What the task asks:
The line containing "shelf in the photo above." and every line after it, through the last one below: output exactly these and nothing else.

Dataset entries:
+ + + + +
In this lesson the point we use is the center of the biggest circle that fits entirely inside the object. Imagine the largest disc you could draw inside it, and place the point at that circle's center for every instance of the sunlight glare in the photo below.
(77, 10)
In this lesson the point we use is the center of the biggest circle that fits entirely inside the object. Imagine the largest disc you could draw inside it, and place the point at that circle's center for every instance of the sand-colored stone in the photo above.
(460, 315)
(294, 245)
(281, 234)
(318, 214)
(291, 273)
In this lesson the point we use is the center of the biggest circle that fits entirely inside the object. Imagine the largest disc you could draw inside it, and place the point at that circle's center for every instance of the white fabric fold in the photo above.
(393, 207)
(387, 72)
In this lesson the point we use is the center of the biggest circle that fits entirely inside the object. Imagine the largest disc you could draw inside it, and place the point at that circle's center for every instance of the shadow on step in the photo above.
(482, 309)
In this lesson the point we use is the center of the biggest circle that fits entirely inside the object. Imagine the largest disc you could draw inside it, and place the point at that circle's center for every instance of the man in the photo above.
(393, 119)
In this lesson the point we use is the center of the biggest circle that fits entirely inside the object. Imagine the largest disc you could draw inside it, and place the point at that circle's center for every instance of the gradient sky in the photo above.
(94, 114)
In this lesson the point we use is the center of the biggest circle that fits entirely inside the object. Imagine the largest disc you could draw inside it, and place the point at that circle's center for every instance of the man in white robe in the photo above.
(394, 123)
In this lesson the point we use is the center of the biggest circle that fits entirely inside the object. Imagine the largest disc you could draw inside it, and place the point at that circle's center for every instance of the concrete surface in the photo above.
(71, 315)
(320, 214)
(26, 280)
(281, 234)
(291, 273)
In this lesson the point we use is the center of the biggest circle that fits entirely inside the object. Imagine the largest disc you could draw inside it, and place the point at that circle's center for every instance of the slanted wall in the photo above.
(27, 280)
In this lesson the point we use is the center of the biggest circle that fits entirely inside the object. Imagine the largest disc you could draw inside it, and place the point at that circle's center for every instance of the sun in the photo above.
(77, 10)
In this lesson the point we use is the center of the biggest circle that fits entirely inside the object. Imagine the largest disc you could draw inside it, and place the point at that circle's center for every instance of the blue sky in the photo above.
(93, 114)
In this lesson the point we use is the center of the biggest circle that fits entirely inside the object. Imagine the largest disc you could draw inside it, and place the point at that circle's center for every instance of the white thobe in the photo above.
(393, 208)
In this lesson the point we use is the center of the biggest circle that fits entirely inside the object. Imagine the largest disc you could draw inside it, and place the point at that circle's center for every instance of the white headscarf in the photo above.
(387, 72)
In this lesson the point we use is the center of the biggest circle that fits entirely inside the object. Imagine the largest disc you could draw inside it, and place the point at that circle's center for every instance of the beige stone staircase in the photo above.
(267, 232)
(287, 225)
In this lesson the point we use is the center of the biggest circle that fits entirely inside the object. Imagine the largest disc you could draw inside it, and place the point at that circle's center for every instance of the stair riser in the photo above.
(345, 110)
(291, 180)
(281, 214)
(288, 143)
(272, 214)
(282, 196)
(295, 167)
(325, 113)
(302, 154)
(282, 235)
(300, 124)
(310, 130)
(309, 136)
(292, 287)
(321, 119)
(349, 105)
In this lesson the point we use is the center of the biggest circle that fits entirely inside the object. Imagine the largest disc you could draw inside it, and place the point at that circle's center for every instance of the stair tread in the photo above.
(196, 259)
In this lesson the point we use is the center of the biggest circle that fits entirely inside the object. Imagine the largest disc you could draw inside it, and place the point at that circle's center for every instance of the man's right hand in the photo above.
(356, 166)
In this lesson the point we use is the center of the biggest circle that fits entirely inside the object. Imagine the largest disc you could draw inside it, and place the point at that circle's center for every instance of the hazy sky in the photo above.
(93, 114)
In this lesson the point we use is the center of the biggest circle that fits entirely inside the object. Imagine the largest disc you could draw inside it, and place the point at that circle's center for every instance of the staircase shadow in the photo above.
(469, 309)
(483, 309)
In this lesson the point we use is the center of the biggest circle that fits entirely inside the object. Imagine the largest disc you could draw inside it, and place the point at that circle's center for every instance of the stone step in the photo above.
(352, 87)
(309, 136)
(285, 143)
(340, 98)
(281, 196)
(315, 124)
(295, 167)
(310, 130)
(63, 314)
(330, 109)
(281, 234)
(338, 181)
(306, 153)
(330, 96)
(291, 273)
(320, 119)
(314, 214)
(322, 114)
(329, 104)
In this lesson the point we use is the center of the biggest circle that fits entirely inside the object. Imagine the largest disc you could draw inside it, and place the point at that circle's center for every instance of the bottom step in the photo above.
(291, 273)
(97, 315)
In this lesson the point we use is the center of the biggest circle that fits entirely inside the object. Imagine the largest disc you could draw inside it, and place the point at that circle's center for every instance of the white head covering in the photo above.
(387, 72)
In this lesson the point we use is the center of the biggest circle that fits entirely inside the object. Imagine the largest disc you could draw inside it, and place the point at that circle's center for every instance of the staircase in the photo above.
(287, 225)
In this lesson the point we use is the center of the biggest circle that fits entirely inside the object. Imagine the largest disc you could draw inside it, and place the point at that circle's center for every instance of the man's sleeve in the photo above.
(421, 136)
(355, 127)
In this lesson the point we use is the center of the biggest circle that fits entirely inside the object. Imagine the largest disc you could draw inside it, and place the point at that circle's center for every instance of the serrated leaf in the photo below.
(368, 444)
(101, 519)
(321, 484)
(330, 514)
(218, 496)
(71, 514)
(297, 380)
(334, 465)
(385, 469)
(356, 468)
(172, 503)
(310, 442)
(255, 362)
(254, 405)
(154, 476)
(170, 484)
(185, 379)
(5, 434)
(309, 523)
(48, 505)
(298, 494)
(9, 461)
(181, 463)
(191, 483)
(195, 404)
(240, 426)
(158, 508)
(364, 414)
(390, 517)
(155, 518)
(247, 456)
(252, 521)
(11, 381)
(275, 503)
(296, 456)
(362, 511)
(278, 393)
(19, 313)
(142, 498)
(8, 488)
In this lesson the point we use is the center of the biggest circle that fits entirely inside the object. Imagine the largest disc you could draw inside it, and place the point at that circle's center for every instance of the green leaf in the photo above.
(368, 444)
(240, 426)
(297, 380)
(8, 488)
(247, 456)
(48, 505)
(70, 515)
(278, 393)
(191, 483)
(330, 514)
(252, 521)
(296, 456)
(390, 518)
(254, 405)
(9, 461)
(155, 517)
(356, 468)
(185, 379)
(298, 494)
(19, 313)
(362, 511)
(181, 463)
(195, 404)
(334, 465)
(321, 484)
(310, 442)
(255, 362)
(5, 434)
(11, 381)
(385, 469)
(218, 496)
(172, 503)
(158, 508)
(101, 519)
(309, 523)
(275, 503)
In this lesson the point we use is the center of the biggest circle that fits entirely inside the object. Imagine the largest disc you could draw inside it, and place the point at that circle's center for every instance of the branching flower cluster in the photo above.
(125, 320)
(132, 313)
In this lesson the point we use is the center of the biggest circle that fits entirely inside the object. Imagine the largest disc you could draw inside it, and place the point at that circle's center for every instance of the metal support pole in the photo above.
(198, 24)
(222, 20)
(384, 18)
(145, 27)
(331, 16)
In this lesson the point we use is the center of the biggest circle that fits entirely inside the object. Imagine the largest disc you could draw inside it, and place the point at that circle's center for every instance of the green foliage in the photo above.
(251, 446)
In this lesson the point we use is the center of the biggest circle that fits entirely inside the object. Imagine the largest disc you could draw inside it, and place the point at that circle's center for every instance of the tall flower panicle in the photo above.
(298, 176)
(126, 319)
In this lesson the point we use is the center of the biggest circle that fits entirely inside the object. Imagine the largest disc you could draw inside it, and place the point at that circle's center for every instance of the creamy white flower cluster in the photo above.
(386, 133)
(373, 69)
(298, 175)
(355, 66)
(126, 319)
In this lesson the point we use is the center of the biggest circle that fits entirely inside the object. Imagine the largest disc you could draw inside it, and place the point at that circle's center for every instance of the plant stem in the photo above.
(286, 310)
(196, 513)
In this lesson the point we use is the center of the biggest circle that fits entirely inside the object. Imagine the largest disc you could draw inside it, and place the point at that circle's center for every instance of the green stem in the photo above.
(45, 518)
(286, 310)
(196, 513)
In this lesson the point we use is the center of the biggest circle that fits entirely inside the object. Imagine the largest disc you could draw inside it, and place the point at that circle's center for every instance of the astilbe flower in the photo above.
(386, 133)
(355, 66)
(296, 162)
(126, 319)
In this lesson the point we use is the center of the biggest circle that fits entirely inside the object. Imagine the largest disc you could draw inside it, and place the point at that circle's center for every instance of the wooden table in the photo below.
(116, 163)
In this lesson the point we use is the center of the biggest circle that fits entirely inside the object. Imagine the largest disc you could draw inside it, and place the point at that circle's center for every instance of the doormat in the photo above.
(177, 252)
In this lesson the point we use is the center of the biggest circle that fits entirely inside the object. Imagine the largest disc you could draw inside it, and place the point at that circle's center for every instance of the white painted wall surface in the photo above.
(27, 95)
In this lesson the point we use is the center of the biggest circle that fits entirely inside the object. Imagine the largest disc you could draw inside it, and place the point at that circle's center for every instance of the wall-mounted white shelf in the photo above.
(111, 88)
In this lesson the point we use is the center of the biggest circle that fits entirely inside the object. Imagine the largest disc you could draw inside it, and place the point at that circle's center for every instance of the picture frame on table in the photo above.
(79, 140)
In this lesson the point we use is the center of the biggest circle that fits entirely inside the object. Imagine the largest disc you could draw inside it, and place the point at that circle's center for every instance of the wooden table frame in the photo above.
+ + + + +
Answer area:
In this lesson the point we use is the center of the biggest circle that fits entirely inside the object. Imagine the largest disc you could draw inside it, and place the point at that circle's center for every instance of the wall-mounted white shelf in the photo above.
(111, 88)
In this lesson the point we use is the center of the biggest circle that fits entirely inside the object. Imagine the largest disc you could draw inside it, and place the point at that circle's center for every instance of the picture frame on table in the photo above.
(79, 140)
In this lesson the point we use is the center of the biggest circle that fits entirely inside the object. Imagine the largest disc you could draw inside it, and place the point at that circle's center for every instance of the wooden table frame in the photo above.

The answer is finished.